### EXERCISE
Format the data below as a numbered list, leaving out blank lines and the pictures.

### DATA FOR THIS TASK
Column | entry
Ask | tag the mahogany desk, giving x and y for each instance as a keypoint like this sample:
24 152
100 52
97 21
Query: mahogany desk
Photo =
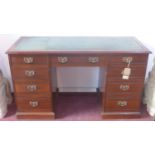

### FINAL RESULT
1. Column | entry
2. Ask | tag the mahogany desk, giving x and y for each instance as a keypoint like this sample:
3. 24 152
4. 100 52
5. 97 21
6. Query: mahogany desk
7. Photo =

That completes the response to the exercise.